**Input data**
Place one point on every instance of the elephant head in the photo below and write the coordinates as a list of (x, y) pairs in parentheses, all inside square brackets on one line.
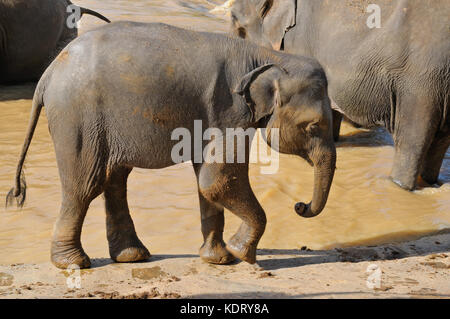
[(264, 22), (295, 102)]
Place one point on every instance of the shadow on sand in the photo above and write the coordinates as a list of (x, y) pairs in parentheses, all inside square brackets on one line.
[(17, 92)]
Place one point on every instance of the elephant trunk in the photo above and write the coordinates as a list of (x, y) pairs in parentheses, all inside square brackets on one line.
[(324, 160)]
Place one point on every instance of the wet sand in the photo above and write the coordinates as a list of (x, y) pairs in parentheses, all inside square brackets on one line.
[(364, 208), (414, 269)]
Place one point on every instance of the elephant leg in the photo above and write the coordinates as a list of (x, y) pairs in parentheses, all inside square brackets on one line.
[(81, 183), (435, 157), (124, 245), (228, 186), (66, 249), (213, 249), (413, 135), (337, 120)]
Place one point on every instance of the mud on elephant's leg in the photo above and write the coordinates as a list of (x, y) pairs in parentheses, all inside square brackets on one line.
[(337, 120), (412, 137), (213, 249), (124, 245), (229, 186), (435, 157), (66, 247)]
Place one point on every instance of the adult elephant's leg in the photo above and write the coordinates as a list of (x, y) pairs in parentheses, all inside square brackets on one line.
[(435, 157), (213, 249), (416, 125), (124, 245), (337, 120), (82, 178), (229, 186), (66, 249)]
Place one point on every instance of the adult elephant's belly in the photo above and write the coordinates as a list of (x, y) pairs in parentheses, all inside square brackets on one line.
[(364, 98)]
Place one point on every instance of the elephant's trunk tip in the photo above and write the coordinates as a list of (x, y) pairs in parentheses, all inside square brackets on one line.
[(304, 210)]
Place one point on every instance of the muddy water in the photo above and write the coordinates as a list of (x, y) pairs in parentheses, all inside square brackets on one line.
[(364, 207)]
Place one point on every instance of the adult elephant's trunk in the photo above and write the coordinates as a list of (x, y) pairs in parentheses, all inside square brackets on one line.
[(324, 159)]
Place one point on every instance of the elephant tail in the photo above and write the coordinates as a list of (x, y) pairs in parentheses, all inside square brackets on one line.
[(93, 13), (20, 189)]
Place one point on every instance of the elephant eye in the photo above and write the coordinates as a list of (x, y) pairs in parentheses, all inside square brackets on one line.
[(242, 33), (265, 9)]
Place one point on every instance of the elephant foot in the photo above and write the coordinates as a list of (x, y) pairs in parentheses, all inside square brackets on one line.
[(244, 252), (124, 253), (216, 254), (65, 257)]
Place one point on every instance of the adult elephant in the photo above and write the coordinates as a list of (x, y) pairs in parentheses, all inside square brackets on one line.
[(32, 33), (387, 64)]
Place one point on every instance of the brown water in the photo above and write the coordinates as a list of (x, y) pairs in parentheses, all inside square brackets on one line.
[(364, 207)]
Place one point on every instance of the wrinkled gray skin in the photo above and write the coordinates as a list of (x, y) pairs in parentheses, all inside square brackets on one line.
[(32, 33), (113, 97), (397, 76)]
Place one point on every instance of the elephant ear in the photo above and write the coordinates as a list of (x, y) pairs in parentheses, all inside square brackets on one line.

**What you should do**
Retype all the data exactly, please, without pictures.

**Written reply**
Place one point on every instance of the elephant head in the photo below and write the coordinates as a list of (x, y) pairs in parentheses, all inside square brackets on one line.
[(264, 22), (295, 102)]
Place one point on every instance of the shadow on sand in the photo above and write the coordinates as a list of (x, y) pairs in parentheses, all inside square brackets on one line.
[(17, 92)]
Place one point on every instance of the elephant trunk in the photo above and write the coordinates as a list of (x, y) pairs in parentheses, all inside square brackets on one line.
[(324, 160)]
Place one point on every instance of the wet sand in the photo above and write the coordinates as a list of (x, y) pairs in parentheses, all inside square brackets on one line.
[(364, 208), (414, 269)]
Place one point on every instance of the elephant leg in the photo above and write the coordinates as a list of (x, y) pairs in parentheses, all inside square brackets on one line.
[(81, 183), (435, 157), (124, 245), (228, 186), (66, 249), (213, 249), (413, 135), (337, 120)]
Place one point on every instance of the mud on elephant's leg in the photo above and write the coordinates as a list of (x, y) pairs in parentheses, all inside square brackets on one line.
[(337, 120), (412, 137), (213, 249), (124, 245), (229, 186), (435, 157), (66, 247)]
Place one point on every instance of the adult elephant's leg in the photo above and write the coordinates as a list of (x, y) pairs in parentheses, all inside square brackets on one line.
[(435, 157), (213, 249), (416, 125), (124, 245), (337, 120), (82, 178), (229, 186), (66, 249)]
Place one point on every instance of the adult elephant's belly in the photo above and write the coordinates as a list of (x, y) pairs in parentheses, all inside square brackets on one line.
[(364, 98)]
Place one point on every instance of the elephant's trunk tip in the photo above and write the coordinates as a list of (x, y) pairs in parentheses, all inside square brackets on one line.
[(304, 210)]
Place one point on every instance of the muddy water in the photo above and write the coordinates as a list of (x, y) pairs in parentheses, all inside square brackets on one line.
[(364, 207)]
Place one point on every instance of the adult elephant's trunk in the photo above and write the coordinates as a list of (x, y) pairs in parentheses, all inside square brackets on one line.
[(324, 159)]
Place one point on every instance of the elephant tail in the photo above and write the coordinates as a list of (x, y) pairs in parentheses, all inside square brackets on one line.
[(93, 13), (20, 189)]
Place one point on every instance of the elephant eye in the photo above and write the coordinates as a list of (x, y) pairs in parentheses, all inside square brackets on one line.
[(242, 33), (265, 9)]
Place one point on every instance of the elephant foot in the photo above and write the coordinates as a list of (x, y) pairs in parentheses, all inside square brackets on one line.
[(244, 252), (124, 253), (216, 254), (65, 257)]
Place one point on every instance of the adult elephant in the photo above and write the coordinates as a list of (x, y) pairs in parentheses, all inside square brackets on one line.
[(32, 33), (387, 64)]
Place one point on every instance of the brown water in the photo above and write the coordinates as a list of (x, y) pairs in parentheses, all inside square brackets on one line.
[(364, 207)]
Place one point on every instance of the wrinkled gray skin in the photo above and write the coordinates as a list of (x, y) pairs in parentheses, all inside square brackets on one line.
[(32, 33), (113, 97), (397, 76)]
Place one point on every instance of the elephant ear in the photo above and write the coordinates as a list of (x, y) pairs in parentheses, all inside square brackets on one line.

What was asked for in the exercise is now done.